■ WRITTEN EXERCISE
Locate the line that contains "You are given a photograph. Could you point to the speckled" in the entries below. Retype it and all following lines through the final one, character for character.
-------- DATASET CONTENT
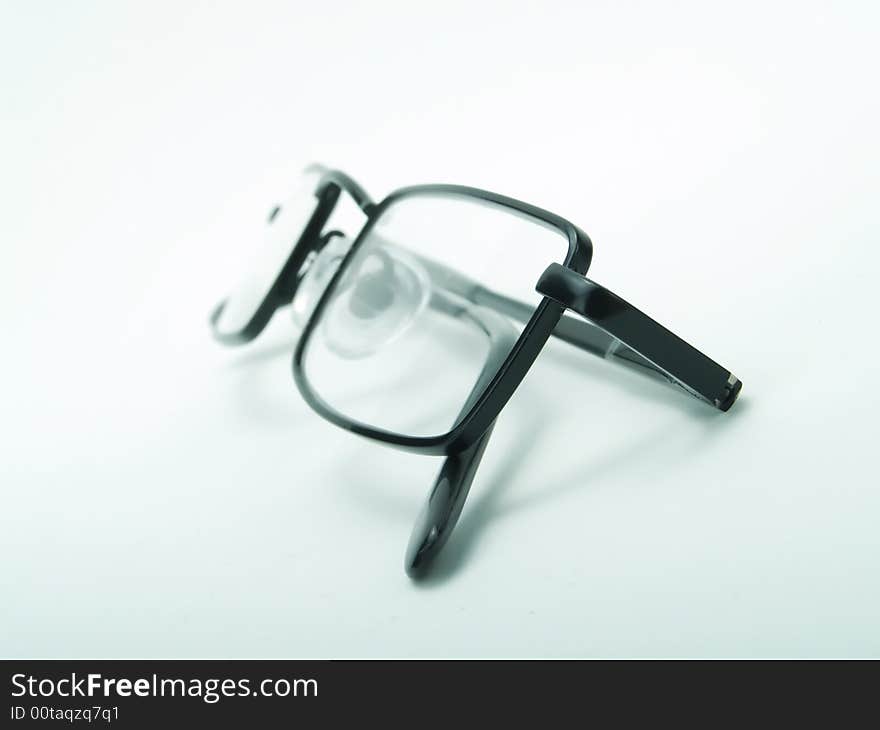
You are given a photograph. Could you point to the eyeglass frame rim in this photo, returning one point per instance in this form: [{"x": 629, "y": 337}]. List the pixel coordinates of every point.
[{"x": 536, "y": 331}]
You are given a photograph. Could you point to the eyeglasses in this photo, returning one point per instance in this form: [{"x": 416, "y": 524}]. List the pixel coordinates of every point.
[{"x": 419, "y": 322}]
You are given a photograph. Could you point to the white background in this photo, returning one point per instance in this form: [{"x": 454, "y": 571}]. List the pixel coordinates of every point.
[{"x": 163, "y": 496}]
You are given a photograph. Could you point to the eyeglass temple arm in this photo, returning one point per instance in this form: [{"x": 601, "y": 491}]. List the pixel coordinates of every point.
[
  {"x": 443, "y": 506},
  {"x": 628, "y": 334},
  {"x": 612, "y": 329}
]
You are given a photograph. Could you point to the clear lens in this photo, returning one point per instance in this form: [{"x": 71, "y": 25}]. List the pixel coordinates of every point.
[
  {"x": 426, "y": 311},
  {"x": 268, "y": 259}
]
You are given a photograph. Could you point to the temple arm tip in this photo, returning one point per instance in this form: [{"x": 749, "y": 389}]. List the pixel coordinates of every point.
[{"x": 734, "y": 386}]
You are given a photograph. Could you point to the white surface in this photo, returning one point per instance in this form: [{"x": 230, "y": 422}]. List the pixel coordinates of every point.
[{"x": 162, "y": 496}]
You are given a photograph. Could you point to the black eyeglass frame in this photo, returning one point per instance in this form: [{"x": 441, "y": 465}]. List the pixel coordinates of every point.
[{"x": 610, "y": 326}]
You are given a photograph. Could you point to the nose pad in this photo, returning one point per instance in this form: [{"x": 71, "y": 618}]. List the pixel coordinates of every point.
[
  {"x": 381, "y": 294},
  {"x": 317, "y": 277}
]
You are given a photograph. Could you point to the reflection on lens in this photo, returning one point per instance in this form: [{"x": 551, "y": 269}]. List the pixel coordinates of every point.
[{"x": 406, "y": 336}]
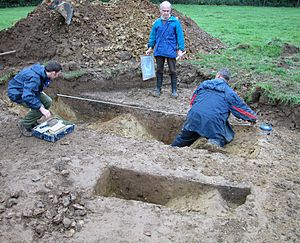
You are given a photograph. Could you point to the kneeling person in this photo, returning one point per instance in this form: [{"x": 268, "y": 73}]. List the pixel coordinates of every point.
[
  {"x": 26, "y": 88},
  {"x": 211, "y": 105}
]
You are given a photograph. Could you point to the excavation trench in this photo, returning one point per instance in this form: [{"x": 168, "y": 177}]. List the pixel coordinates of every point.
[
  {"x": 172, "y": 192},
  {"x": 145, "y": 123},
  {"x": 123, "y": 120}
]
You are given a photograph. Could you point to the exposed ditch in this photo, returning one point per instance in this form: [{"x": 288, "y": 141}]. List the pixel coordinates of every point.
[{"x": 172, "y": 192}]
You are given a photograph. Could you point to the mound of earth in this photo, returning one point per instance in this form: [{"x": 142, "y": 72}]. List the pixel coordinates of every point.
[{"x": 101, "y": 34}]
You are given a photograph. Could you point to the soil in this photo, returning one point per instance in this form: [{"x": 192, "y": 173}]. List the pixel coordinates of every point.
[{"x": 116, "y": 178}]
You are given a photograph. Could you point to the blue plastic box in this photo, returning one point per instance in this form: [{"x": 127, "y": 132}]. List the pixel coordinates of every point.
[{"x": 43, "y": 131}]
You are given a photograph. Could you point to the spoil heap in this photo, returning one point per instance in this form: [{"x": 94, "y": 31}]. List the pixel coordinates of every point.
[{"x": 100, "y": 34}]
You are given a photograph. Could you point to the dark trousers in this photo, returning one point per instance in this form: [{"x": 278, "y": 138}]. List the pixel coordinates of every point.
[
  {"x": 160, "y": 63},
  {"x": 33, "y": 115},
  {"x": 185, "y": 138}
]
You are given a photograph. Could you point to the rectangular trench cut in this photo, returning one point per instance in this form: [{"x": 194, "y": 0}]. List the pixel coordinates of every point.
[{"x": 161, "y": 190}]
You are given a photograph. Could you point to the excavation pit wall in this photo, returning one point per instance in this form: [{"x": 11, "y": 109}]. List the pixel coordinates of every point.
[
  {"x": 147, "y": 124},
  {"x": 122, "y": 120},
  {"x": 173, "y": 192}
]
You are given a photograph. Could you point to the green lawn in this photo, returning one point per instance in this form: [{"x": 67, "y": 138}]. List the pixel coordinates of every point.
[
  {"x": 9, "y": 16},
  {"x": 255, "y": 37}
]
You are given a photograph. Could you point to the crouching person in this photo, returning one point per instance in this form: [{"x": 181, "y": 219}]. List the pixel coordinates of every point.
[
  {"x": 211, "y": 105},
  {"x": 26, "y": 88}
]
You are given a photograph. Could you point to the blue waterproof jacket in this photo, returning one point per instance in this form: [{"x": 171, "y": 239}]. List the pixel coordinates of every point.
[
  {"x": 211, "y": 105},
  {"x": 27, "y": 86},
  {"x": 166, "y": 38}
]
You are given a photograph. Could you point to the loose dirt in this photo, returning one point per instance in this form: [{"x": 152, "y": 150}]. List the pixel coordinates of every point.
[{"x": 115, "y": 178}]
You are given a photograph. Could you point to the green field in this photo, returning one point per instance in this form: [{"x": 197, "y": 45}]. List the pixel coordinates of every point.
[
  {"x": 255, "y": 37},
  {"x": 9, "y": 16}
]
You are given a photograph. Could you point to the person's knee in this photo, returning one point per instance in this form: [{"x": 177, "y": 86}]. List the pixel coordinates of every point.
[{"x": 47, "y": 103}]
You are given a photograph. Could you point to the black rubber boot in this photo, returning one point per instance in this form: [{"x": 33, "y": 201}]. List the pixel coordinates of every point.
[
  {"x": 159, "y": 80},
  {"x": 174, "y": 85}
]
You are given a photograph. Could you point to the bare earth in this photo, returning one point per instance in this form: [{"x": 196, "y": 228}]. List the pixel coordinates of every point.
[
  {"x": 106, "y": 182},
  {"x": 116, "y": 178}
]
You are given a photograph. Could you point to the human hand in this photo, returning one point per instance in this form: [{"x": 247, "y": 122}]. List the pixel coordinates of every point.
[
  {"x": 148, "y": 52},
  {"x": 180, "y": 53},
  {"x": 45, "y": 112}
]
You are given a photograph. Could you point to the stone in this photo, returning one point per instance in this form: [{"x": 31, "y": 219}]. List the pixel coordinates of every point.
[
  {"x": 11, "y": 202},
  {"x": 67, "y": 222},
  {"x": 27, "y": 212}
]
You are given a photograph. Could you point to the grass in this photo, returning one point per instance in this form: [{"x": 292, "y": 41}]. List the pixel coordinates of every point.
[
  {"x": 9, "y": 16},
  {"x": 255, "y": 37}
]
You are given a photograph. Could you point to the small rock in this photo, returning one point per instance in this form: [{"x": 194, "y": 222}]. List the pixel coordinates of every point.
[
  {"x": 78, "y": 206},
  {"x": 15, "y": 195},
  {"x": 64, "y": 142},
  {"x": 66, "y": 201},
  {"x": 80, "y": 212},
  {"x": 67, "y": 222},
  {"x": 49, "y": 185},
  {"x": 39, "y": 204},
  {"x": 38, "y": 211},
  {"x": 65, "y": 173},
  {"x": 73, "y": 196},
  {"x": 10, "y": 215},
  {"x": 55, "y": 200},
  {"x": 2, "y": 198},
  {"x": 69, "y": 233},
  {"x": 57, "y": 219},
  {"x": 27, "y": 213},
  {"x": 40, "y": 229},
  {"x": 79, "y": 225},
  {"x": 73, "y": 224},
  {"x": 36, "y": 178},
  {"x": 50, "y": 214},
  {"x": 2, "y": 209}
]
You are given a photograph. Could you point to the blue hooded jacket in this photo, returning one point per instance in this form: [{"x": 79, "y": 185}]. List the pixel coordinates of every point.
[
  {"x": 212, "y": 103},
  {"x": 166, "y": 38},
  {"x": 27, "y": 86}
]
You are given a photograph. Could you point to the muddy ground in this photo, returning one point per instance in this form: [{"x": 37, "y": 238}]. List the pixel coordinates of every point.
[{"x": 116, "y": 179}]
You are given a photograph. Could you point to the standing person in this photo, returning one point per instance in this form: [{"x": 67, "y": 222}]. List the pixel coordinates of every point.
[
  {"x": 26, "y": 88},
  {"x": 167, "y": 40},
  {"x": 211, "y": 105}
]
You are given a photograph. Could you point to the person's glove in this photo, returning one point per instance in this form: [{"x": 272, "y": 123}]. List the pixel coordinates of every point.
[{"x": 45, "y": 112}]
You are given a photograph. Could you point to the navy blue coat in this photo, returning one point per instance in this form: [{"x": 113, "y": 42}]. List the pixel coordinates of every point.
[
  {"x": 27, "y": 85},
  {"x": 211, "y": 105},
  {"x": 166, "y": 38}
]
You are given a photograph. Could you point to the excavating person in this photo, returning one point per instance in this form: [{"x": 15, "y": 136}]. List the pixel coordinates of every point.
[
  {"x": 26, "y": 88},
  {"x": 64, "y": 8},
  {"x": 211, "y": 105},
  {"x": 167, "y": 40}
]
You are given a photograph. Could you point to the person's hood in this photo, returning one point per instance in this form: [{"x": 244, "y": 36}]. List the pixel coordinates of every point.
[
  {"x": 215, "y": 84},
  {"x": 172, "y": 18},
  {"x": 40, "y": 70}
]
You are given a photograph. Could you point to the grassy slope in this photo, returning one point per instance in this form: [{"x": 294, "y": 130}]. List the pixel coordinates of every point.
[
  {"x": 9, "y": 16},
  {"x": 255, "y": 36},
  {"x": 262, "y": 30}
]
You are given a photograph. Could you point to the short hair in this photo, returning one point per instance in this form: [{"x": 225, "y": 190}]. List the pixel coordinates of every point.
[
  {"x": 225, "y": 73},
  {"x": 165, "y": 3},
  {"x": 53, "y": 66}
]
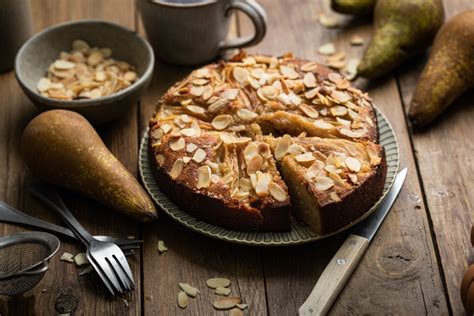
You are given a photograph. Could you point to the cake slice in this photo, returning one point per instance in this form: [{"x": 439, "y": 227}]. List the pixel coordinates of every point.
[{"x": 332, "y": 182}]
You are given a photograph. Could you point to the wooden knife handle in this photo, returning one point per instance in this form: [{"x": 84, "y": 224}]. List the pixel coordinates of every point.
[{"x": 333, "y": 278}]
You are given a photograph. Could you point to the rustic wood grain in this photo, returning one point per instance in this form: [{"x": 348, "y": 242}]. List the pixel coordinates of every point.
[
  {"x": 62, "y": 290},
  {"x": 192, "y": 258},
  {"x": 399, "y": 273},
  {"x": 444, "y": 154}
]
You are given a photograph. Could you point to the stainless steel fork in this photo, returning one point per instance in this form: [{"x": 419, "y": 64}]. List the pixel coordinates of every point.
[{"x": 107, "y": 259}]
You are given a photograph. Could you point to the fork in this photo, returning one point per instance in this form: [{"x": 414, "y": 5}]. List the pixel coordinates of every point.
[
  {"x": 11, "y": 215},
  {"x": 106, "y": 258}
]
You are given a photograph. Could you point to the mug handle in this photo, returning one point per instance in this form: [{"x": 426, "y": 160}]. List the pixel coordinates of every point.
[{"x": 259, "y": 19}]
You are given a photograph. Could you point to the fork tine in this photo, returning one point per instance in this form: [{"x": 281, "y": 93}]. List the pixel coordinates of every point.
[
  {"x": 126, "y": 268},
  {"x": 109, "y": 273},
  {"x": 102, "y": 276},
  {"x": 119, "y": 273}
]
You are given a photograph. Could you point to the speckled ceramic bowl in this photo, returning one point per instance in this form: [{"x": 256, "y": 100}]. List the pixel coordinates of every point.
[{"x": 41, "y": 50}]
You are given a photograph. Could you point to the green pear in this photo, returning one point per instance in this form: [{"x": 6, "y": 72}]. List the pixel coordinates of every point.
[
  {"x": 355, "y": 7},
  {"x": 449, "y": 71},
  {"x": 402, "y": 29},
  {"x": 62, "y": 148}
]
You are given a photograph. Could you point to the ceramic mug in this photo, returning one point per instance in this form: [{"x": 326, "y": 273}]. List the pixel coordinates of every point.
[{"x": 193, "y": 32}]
----------------
■ SOLVED PROBLEM
You are given a photograph. Could you point to the speckled ceramic bowl in this photo, returning one point per instance in this form: [{"x": 256, "y": 100}]. List the pixel coordinates of every point.
[{"x": 41, "y": 50}]
You are given a photograph. Could you point to the green pear in this photo, returning one point per instance in this form: [{"x": 6, "y": 72}]. List the pixel coordinates of every point.
[
  {"x": 355, "y": 7},
  {"x": 449, "y": 71},
  {"x": 402, "y": 29},
  {"x": 62, "y": 148}
]
You are given a photograph. Could you point to the ceramic mug in this photo, returning one point per instance in this form: [{"x": 326, "y": 273}]. List the pixel coordinates of every point.
[{"x": 193, "y": 32}]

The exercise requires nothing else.